--- START ---
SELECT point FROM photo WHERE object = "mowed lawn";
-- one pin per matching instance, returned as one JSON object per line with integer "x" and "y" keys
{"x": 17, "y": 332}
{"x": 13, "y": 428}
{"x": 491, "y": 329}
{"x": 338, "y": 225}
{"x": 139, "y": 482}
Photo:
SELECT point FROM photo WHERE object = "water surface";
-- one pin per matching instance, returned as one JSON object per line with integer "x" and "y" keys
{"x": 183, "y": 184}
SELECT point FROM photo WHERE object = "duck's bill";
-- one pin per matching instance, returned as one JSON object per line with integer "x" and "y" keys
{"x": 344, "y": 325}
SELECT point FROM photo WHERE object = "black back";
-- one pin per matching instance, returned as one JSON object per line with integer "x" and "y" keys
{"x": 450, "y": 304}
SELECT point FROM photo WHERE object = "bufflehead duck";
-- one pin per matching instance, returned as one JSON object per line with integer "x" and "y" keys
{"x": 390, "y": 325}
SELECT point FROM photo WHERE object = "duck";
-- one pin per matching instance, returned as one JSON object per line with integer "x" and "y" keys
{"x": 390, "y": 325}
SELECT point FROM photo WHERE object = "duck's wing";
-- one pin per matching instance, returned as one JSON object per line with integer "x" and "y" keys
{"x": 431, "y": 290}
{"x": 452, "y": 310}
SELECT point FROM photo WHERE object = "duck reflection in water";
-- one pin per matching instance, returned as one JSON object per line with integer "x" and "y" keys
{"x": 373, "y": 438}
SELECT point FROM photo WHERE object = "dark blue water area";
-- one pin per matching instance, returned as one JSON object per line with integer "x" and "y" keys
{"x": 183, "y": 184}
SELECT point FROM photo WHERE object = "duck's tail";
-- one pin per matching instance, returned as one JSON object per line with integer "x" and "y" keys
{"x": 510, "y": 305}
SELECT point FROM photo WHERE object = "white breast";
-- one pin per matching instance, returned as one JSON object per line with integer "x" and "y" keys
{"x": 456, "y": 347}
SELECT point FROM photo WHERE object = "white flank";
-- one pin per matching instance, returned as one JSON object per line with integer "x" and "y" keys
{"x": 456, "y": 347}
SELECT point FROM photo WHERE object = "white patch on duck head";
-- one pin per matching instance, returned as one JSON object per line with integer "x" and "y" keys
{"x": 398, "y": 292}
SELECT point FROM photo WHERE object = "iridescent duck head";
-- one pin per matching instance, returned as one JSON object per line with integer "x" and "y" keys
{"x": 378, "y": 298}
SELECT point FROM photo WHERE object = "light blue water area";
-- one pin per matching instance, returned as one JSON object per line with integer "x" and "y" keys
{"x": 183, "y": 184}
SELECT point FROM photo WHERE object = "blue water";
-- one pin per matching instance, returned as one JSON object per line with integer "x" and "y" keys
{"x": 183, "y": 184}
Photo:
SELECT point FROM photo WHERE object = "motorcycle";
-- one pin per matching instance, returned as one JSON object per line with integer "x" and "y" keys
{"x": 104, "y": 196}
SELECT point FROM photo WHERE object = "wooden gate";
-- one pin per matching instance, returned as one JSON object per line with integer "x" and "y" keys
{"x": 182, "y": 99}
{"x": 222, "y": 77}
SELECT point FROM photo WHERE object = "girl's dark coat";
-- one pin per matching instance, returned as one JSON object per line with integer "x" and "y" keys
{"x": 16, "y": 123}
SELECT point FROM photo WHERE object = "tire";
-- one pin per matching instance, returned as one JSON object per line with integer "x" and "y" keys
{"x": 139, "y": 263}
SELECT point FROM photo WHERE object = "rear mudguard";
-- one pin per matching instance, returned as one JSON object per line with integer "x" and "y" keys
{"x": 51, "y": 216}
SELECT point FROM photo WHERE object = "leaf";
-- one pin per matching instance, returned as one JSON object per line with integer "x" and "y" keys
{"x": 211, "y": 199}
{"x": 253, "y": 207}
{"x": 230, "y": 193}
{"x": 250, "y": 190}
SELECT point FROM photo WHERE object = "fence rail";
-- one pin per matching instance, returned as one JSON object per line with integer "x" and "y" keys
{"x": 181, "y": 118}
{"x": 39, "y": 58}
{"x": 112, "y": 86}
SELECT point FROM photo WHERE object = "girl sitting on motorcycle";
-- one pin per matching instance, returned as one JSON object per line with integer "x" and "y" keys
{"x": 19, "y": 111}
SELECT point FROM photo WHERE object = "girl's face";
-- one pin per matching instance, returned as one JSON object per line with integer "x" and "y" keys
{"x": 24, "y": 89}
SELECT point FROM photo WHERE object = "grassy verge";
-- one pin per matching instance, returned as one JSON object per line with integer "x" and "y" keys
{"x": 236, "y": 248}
--- END ---
### WHAT THE EXERCISE ASKS
Collect every line of the material above that contains the string "area" and copy those lines out.

### ANSWER TO THE EXERCISE
SELECT point FROM photo WHERE object = "dark blue water area";
SELECT point FROM photo WHERE object = "light blue water area";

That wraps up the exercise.